Records from a collection

:::

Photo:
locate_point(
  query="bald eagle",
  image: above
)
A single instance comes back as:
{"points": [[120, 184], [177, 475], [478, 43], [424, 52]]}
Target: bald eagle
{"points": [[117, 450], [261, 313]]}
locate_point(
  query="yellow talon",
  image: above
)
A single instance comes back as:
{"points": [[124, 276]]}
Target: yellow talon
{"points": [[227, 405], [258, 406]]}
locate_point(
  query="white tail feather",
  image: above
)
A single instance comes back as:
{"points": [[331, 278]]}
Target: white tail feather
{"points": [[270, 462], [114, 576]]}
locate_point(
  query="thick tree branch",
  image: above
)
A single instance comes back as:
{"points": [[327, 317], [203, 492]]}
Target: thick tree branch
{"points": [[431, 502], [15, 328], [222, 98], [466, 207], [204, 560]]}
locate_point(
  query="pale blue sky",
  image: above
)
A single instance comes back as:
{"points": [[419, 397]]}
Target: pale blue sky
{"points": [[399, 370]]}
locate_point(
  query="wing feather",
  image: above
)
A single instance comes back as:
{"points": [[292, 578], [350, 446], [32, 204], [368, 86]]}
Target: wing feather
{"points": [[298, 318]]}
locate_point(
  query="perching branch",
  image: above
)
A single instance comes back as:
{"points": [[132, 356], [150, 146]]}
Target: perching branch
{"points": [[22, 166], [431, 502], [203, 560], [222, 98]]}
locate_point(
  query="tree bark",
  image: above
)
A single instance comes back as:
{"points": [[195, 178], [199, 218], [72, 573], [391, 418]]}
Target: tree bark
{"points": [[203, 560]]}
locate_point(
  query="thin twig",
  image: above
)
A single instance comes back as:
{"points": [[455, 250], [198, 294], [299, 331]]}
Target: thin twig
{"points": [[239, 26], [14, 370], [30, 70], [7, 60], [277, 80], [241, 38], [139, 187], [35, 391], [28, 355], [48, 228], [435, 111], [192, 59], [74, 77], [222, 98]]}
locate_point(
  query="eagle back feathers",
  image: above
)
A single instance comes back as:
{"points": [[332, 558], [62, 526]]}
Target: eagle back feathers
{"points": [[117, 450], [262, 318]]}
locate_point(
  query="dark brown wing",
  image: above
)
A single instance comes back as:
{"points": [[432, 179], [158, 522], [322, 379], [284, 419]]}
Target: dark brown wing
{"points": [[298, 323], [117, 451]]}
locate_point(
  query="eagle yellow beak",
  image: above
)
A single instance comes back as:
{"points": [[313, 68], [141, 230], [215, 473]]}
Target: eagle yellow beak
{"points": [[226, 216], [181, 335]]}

:::

EXERCISE
Extract every line of the listing above that contains the string "tail".

RESULT
  query="white tail feather",
Target: white tail feather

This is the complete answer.